• EXERCISE OBJECTIVE: Retype the entries. Match them exactly.

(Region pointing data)
== Segment start ==

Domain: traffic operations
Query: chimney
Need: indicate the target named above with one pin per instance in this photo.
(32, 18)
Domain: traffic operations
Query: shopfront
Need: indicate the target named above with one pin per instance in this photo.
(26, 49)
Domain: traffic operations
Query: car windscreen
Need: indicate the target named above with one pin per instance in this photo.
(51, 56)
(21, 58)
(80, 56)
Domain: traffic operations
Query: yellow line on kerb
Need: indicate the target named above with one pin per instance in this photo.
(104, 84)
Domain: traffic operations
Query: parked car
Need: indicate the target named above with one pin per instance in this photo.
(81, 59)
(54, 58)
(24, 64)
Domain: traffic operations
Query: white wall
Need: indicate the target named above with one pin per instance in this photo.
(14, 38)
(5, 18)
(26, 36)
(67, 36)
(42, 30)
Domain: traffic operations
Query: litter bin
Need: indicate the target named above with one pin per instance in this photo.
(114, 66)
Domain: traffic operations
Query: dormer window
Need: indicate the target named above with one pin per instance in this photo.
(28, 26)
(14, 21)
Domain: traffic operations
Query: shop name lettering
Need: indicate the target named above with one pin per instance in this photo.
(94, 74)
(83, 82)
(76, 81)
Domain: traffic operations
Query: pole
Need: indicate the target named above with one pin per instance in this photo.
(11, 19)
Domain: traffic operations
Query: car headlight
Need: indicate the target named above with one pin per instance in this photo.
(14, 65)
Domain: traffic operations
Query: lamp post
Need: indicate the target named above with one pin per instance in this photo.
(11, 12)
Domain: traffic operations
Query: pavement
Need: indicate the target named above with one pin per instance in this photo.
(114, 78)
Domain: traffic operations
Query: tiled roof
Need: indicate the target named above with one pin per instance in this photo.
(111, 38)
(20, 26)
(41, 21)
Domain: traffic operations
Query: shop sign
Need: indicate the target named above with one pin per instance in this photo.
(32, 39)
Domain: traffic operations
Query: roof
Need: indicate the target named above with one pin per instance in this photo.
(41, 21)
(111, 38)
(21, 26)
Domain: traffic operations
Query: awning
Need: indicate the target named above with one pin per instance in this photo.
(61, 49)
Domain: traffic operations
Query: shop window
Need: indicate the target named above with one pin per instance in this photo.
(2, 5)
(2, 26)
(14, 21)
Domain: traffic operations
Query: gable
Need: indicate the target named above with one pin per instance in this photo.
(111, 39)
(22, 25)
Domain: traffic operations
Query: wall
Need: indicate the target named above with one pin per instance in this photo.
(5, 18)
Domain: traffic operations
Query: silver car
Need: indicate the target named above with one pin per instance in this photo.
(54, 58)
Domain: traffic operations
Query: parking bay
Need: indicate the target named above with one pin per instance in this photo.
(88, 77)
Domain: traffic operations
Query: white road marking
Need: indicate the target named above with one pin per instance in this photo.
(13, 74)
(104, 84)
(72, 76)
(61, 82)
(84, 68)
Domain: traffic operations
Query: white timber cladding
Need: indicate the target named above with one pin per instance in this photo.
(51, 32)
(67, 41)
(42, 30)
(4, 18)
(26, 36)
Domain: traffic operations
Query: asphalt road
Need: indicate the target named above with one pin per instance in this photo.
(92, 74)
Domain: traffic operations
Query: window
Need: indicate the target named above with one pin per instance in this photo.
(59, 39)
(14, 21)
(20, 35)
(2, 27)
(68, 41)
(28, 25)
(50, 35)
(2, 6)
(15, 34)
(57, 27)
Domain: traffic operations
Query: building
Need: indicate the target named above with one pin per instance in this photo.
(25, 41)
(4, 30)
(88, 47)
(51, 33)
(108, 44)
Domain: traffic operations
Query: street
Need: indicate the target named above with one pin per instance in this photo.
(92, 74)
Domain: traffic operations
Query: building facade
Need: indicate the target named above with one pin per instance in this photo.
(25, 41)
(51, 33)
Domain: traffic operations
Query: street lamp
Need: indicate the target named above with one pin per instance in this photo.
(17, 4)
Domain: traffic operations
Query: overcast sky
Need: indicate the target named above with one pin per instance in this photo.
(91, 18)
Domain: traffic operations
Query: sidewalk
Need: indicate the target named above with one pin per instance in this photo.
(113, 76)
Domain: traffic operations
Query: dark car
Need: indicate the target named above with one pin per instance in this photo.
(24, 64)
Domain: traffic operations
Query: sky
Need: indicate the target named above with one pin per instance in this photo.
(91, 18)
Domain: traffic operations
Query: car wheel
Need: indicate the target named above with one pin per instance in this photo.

== Segment end ==

• TASK RESPONSE:
Domain: traffic operations
Query: chimney
Need: indicate the target named above with one pin per instance in this photo.
(32, 18)
Domain: traffic operations
Query: shopfront
Need: indicate the target named above with one pin per instance in this photo.
(26, 49)
Domain: traffic operations
Query: car windscreen
Need: indicate the target named above with one pin per instance in this photo.
(51, 56)
(21, 58)
(80, 56)
Domain: traffic operations
Query: yellow line on kerb
Need: indicate the target named above with one pin per instance in this photo.
(104, 84)
Domain: traffic operations
Query: parked car
Need: indicate the target named above with one pin per instance in this photo.
(81, 59)
(54, 58)
(24, 64)
Domain: traffic operations
Query: white wall
Need: indicate the target named above with one pin per instance in this photo.
(14, 38)
(5, 18)
(26, 36)
(67, 36)
(42, 30)
Domain: traffic operations
Query: litter bin
Need: indicate the target named above with one pin per instance in this photo.
(114, 66)
Domain: traffic operations
Query: dormer window
Need: indicate the target named above with one pin per instance in this photo.
(28, 26)
(14, 21)
Domain: traffic operations
Query: shop name lettering
Need: indicate the target named above with one pin per instance in this photo.
(94, 74)
(83, 82)
(76, 81)
Domain: traffic operations
Query: pole
Need: indicate the target named above with one pin per instance in this photo.
(11, 19)
Domain: traffic operations
Query: car headlight
Need: indicate the target named above with one pin per instance in this photo.
(14, 65)
Domain: traffic operations
Query: lamp post
Need: indicate the target named above with one pin per instance in this photo.
(11, 12)
Domain: traffic operations
Query: pavement
Need: indicate the target named above with one pin per instance in this photo.
(114, 78)
Domain: traffic operations
Query: tiled roof
Need: indicate the target named above with one pin per instance in this photo.
(111, 38)
(20, 26)
(41, 21)
Domain: traffic operations
Query: shop sign
Need: indicate the target named above with one pin per instance in this photo.
(32, 39)
Domain: traffic operations
Query: roof
Need: indicate the target named above with one pin per instance in this photo.
(41, 21)
(111, 38)
(21, 26)
Domain: traffic operations
Query: awning
Need: indicate the target named above with one pin per instance in this photo.
(61, 49)
Domain: traffic operations
Query: shop window
Need: indicate the target named above with one pin per instance in this photo.
(2, 5)
(2, 26)
(14, 21)
Domain: traffic operations
Query: gable
Need: indicate the target named above with one pin per instance in this photo.
(111, 39)
(22, 25)
Domain: traffic operations
Query: wall
Need: indicate the target named above with one pin per instance in this photo.
(5, 18)
Domain: traffic operations
Query: silver car
Need: indicate the target named above with one pin per instance in this photo.
(54, 58)
Domain: traffic operations
Query: parking bay
Need: indicate the target named above with one pin per instance in this photo.
(88, 77)
Domain: traffic operations
Query: white road marking
Need: indicate the target named above with one pin per instance in this photo.
(13, 74)
(104, 84)
(72, 76)
(61, 82)
(84, 68)
Domain: traffic operations
Query: white timber cladding
Need: indicate the target named above with one pin per instance in this photo.
(51, 32)
(67, 41)
(42, 30)
(4, 18)
(26, 36)
Domain: traffic operations
Query: asphalt road
Need: indicate the target named above with one pin per instance in this photo.
(92, 74)
Domain: traffic operations
Query: window
Need: indicate the target named above with one pin per instance in this photo.
(59, 39)
(14, 21)
(20, 35)
(2, 27)
(68, 41)
(28, 25)
(50, 35)
(2, 6)
(15, 34)
(57, 27)
Domain: traffic operations
Query: building
Need: indicate the target named above with one pin per instance in this photo.
(25, 41)
(4, 30)
(88, 47)
(51, 33)
(108, 44)
Domain: traffic operations
Query: street
Need: indicate the target named above with one pin per instance in this photo.
(92, 74)
Domain: traffic operations
Query: building facade
Need: indicate the target named above with one pin per instance in this photo.
(25, 41)
(51, 33)
Domain: traffic operations
Query: street lamp
Need: indicate the target named above with one pin per instance in this photo.
(17, 4)
Domain: traffic operations
Query: overcast sky
Need: indicate the target named above with one pin per instance in this photo.
(91, 18)
Domain: traffic operations
Query: sidewalk
Need: indicate the target named above with one pin per instance in this photo.
(113, 76)
Domain: traffic operations
Query: dark car
Need: indicate the target named above with one pin per instance in this photo.
(24, 64)
Domain: traffic operations
Query: sky
Need: indicate the target named above with one pin per instance in this photo.
(91, 18)
Domain: traffic operations
Query: car wheel
Need: indicate the target named above with one pin per instance in this photo.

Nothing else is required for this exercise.